PROBLEMS ::
1. Rescale part of the records: begin at the line that has "segment --target blue" and stop after the line that has "83 51 L 107". Write out every line in that stretch, requests included, multiplying each coordinate in the answers by 1.35 and rounding to whole numbers, with halves rounded up.
2. Resume the forum thread about the CUDA device-side assert error from the point where it stops.

CUDA error: device-side assert triggered after a certain steps

shayonhuggingface · July 21, 2023, 9:41am

Hi, I am trying to train a zero-shot topic classification model on XNLI/vi dataset using phobert-base-v2 on Google Colab Pro+.

I got the following error whenever it reaches a certain steps with different batch_size:

RuntimeError: CUDA error: device-side assert triggered
Compile with TORCH_USE_CUDA_DSA to enable device-side assertions.

For batch_size = 16 it got to around 200 steps, with 8 it goes to around 600 steps

I have read through several posts which suggest the problem might come from indexing label. I have checked the index of labels column in the dataset which starts from 0-2. I also try to switch to CPU but it is very slow and consider that the bug only appears when the training came up to current steps, it might not indicate the right issues.

Recorded data
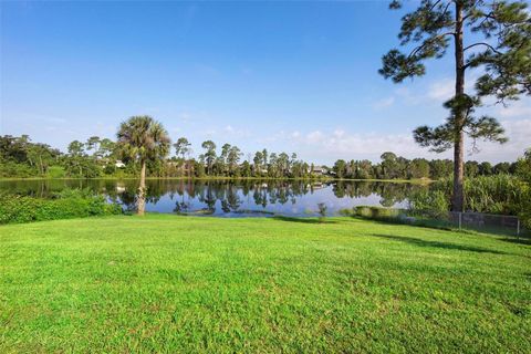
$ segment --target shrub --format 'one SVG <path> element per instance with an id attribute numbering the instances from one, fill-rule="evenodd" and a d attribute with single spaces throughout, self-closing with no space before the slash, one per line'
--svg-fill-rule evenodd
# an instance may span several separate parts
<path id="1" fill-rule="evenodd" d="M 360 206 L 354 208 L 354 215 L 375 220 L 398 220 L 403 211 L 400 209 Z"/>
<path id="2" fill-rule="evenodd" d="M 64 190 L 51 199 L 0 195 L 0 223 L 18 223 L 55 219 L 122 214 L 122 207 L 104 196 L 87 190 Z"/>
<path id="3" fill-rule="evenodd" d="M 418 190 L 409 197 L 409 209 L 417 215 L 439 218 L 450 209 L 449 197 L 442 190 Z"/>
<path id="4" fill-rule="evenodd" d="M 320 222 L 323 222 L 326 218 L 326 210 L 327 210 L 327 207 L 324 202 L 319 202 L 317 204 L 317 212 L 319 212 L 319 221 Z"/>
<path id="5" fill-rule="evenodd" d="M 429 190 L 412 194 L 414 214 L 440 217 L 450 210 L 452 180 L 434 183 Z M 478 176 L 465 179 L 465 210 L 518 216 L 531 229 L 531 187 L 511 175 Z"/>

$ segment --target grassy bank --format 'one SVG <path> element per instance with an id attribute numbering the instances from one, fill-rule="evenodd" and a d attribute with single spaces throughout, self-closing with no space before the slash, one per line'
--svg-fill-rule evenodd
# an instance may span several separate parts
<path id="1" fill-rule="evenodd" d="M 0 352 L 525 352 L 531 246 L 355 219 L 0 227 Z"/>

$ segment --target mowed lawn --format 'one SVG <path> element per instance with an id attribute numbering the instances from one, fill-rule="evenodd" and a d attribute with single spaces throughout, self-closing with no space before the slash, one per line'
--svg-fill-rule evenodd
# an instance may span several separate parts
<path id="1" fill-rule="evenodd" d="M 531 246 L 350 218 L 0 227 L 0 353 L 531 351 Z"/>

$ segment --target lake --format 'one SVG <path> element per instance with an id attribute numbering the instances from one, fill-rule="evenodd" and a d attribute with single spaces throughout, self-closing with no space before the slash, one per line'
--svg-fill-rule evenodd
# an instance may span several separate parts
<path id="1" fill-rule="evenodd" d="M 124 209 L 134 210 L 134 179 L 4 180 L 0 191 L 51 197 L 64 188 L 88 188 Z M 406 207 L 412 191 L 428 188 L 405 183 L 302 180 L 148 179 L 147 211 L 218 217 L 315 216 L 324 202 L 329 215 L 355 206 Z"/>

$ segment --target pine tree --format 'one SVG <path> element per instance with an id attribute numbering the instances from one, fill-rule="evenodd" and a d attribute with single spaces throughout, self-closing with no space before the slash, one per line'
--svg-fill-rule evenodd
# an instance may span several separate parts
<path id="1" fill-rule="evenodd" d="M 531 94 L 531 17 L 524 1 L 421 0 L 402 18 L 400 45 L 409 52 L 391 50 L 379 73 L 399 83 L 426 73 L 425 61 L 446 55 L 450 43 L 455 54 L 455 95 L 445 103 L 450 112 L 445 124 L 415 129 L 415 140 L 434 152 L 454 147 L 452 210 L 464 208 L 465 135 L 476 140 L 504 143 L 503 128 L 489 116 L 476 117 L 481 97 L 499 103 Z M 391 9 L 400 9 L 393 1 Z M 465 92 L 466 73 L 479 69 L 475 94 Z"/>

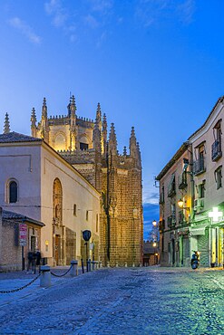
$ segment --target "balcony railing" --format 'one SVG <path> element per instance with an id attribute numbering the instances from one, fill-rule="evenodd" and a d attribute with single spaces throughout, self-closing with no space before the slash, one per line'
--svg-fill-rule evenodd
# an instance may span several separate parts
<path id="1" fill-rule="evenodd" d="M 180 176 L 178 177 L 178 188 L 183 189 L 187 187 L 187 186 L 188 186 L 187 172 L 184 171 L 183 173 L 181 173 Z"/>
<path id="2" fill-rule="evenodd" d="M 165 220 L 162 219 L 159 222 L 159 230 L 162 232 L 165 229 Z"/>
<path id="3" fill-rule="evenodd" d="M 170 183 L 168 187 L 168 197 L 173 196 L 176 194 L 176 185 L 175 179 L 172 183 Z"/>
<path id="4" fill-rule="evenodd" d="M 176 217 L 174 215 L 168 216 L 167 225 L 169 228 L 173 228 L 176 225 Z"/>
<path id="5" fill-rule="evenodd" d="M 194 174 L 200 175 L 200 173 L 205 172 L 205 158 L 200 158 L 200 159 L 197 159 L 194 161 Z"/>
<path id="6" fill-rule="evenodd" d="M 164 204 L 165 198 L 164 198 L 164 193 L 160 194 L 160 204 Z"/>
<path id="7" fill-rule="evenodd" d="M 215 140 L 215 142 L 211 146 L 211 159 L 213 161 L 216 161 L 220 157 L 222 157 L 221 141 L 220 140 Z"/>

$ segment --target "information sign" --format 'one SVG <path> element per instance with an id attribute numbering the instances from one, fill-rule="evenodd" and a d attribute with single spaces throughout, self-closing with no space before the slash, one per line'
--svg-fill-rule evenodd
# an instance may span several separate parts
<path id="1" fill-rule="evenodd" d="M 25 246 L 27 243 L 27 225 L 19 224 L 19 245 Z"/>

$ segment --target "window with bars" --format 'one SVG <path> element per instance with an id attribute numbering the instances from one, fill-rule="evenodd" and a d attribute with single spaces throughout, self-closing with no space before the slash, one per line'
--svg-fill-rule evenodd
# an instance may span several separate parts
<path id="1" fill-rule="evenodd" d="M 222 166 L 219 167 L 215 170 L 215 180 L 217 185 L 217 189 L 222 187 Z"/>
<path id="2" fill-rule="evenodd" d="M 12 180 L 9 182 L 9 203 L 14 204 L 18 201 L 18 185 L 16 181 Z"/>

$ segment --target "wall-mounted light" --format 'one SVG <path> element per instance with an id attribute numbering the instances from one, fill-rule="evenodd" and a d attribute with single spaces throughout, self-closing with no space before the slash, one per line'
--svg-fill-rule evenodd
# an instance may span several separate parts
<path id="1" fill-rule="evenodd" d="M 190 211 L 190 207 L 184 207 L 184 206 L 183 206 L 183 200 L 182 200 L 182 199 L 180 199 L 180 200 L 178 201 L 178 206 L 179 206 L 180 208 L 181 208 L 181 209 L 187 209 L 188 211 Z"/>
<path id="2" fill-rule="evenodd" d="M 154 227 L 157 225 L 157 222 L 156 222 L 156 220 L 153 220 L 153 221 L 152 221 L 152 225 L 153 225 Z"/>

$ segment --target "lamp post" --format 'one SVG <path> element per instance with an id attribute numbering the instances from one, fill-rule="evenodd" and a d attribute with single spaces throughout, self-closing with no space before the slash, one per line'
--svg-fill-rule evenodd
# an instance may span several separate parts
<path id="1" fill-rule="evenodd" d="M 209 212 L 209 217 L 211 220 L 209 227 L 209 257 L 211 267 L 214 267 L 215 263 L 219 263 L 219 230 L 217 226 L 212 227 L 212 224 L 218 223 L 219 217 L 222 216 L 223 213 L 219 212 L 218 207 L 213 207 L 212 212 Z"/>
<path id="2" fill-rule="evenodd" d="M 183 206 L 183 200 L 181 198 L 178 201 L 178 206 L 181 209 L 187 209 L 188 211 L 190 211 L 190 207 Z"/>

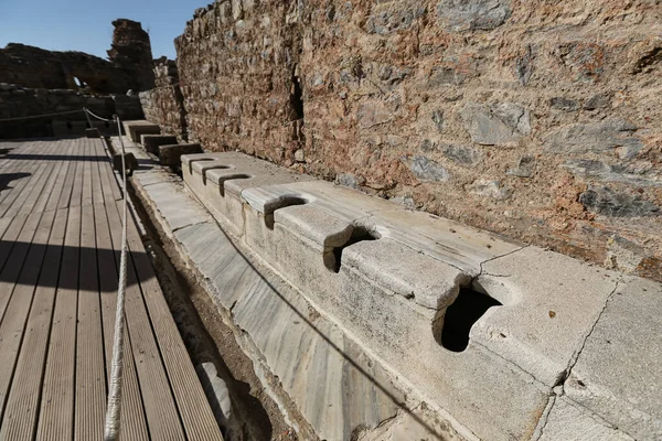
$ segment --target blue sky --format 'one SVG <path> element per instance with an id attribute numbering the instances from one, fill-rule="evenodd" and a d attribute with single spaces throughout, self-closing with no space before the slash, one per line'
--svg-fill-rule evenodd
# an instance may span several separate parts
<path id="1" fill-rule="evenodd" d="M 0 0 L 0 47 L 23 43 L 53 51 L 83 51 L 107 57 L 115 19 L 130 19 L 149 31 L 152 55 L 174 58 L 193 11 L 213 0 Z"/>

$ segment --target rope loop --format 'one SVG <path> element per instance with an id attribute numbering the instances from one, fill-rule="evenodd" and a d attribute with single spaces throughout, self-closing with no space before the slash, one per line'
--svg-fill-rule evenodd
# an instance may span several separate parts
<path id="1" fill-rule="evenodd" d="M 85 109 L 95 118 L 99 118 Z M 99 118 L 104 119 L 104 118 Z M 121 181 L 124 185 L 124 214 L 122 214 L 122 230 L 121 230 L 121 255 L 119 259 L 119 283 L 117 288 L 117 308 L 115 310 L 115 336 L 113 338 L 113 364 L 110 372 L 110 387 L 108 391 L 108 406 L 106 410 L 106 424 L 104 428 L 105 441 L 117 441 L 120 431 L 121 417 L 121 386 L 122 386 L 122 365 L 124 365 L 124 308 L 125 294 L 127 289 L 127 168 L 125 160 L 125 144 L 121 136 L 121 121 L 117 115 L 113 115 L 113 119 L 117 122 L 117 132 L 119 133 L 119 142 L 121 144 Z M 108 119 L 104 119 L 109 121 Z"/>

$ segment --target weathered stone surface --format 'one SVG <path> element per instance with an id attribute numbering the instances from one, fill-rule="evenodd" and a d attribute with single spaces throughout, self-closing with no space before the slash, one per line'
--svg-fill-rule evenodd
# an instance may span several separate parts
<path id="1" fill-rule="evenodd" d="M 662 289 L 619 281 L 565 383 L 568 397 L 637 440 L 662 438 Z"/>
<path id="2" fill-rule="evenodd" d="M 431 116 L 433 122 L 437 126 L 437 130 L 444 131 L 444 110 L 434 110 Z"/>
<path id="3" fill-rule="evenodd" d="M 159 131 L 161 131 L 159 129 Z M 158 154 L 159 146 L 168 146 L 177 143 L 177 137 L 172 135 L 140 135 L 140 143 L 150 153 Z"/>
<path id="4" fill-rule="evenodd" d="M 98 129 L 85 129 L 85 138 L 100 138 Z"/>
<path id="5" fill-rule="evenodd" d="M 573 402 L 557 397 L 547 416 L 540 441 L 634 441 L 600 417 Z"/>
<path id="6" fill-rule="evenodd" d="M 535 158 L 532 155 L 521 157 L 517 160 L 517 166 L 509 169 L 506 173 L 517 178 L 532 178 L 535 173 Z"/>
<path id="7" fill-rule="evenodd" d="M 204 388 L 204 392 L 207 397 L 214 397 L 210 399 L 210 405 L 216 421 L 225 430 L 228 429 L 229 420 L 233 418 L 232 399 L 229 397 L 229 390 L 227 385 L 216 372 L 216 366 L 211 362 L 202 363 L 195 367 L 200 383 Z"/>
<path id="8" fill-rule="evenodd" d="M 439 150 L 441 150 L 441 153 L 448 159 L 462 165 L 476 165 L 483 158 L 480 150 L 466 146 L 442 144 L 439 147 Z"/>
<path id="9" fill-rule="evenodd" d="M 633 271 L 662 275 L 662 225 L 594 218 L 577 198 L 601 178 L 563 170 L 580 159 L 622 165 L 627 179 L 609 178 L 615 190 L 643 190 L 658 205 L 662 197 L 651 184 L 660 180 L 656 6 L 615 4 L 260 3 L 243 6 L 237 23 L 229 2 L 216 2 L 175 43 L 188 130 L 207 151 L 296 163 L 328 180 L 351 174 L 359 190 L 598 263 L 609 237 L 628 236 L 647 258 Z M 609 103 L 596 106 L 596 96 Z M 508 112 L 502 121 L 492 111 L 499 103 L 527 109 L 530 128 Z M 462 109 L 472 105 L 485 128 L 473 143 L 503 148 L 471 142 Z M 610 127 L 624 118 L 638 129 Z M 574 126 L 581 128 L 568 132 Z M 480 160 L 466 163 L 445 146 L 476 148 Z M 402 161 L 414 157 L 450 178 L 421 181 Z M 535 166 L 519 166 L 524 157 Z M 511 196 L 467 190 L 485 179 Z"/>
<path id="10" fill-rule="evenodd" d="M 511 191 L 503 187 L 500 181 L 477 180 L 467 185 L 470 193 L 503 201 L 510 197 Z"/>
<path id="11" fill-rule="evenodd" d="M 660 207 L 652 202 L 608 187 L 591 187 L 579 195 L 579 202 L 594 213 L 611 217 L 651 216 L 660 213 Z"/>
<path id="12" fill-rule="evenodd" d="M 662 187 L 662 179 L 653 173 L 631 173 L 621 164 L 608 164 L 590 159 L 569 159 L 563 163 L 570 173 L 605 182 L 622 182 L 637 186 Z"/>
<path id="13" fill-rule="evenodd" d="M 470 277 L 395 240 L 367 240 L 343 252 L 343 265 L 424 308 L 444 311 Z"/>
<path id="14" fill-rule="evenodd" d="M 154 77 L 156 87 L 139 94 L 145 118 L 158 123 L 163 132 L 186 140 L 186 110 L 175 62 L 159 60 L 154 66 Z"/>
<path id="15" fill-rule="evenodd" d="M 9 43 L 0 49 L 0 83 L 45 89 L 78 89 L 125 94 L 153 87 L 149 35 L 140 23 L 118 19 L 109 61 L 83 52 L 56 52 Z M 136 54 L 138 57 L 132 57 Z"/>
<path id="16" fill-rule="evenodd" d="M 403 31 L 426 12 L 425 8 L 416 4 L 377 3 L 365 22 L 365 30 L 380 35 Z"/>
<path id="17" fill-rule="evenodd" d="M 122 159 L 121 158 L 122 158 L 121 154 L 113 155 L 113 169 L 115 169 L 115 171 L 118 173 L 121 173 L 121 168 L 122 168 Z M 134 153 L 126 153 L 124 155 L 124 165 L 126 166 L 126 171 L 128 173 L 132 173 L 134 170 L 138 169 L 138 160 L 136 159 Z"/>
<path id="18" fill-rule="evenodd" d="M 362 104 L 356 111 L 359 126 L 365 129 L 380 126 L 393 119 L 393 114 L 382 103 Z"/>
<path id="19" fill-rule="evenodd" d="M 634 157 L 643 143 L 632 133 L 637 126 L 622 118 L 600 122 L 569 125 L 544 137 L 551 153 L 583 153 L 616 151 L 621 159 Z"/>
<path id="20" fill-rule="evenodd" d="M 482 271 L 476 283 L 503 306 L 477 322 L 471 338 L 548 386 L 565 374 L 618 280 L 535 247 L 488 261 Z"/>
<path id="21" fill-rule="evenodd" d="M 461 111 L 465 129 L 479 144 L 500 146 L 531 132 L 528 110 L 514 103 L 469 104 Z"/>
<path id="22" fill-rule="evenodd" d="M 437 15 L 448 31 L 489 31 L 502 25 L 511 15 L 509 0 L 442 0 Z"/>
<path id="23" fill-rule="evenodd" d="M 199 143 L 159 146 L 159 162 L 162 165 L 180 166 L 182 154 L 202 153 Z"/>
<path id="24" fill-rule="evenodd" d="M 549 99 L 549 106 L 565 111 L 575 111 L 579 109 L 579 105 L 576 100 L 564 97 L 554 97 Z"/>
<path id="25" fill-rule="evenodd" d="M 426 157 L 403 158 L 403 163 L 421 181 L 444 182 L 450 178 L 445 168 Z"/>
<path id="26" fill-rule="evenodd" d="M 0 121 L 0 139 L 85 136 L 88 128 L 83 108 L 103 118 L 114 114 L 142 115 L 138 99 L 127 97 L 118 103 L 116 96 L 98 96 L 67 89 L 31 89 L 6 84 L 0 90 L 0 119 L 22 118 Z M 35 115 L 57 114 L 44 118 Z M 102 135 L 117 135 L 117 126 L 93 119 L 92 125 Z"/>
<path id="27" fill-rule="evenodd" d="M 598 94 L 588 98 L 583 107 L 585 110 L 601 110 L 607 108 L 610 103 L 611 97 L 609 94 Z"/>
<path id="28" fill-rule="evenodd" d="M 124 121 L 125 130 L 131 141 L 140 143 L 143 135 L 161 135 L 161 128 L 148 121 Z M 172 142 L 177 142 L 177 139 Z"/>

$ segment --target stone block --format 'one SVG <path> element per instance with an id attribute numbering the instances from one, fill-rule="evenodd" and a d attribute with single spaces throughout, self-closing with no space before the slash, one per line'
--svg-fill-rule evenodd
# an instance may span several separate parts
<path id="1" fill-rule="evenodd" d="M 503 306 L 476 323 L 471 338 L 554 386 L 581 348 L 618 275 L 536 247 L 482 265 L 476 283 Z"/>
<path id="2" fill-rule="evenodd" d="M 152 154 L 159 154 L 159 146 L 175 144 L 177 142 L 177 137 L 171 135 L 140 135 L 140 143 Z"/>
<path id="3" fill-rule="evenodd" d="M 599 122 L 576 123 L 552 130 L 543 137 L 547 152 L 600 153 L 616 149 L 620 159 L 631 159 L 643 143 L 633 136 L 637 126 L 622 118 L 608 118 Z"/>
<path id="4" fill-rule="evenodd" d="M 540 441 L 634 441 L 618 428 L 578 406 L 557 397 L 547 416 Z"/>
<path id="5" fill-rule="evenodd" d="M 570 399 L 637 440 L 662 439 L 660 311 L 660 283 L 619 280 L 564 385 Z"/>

ANSWERS BY TASK ::
1.
$ segment --target blue sky --format 'one SVG <path> element per instance with an id attribute numbering the instances from one, fill-rule="evenodd" and a d attribute with single spaces throughout, self-closing with no space before the slash, one per line'
--svg-fill-rule evenodd
# an instance may span several separate parts
<path id="1" fill-rule="evenodd" d="M 0 0 L 0 63 L 31 58 L 72 69 L 112 69 L 144 77 L 155 26 L 176 26 L 201 42 L 205 74 L 235 78 L 261 15 L 288 0 Z"/>

2.
This is my training code

from transformers import TrainingArguments, Trainer
from transformers import EarlyStoppingCallback, IntervalStrategy
import numpy as np
import evaluate

accuracy_metric = evaluate.load("accuracy")
f1_metric = evaluate.load("f1", average="macro")
precision_metric = evaluate.load("precision", average="macro")
recall_metric = evaluate.load("recall", average="macro")

def compute_metrics(eval_preds):

    logits, labels = eval_preds
    predictions = np.argmax(logits, axis=-1)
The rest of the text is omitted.